(Parte de un archivo de datos)
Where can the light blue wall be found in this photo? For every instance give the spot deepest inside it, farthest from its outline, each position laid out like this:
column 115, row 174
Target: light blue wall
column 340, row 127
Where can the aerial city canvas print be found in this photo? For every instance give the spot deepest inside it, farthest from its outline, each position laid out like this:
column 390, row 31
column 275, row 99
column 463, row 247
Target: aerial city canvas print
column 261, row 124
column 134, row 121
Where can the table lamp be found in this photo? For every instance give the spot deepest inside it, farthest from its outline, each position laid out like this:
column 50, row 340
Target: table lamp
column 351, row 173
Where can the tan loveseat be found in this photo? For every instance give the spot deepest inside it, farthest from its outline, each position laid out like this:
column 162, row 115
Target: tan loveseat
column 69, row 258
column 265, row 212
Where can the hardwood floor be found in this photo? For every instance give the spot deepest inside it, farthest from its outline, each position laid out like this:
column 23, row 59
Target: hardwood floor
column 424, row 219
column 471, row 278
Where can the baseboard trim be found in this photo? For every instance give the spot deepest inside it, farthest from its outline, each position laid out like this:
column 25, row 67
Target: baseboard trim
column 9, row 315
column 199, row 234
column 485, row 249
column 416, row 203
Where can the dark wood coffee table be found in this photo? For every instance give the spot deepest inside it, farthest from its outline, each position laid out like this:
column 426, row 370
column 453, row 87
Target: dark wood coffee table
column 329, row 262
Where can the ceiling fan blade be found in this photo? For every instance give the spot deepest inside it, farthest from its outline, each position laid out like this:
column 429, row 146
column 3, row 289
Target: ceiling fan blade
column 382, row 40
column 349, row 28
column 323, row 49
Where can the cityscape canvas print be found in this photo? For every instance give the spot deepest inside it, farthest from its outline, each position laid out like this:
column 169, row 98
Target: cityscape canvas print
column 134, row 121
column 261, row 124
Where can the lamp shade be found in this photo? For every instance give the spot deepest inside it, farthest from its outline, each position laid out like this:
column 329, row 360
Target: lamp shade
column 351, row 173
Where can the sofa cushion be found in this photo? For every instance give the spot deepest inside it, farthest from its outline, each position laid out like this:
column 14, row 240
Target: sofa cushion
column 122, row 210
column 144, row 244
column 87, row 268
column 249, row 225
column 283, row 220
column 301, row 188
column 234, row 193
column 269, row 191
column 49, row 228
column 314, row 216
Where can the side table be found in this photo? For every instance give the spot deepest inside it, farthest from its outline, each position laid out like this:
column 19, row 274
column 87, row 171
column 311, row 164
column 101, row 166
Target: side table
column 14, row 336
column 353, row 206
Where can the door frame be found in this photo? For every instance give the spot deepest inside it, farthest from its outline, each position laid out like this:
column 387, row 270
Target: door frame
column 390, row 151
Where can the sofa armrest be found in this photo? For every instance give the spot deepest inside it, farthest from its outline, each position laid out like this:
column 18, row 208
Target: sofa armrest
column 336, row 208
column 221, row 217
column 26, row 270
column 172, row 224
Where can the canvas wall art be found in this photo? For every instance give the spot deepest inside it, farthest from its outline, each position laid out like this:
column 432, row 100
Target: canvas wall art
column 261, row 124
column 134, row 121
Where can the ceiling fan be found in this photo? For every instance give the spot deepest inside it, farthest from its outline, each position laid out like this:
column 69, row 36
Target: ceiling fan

◆ **Lo que se pide**
Presenta como lista numerada las líneas de los ítems, empezando por la que contiene "Where can the ceiling fan be" y siguiendo hasta el final de los ítems, ambos extremos incluidos. Omite las líneas en blanco.

◆ **Solución del ejercicio**
1. Where can the ceiling fan be found in this photo? For every instance give the spot deepest inside it, farthest from its outline, each position laid out like this:
2. column 69, row 36
3. Target: ceiling fan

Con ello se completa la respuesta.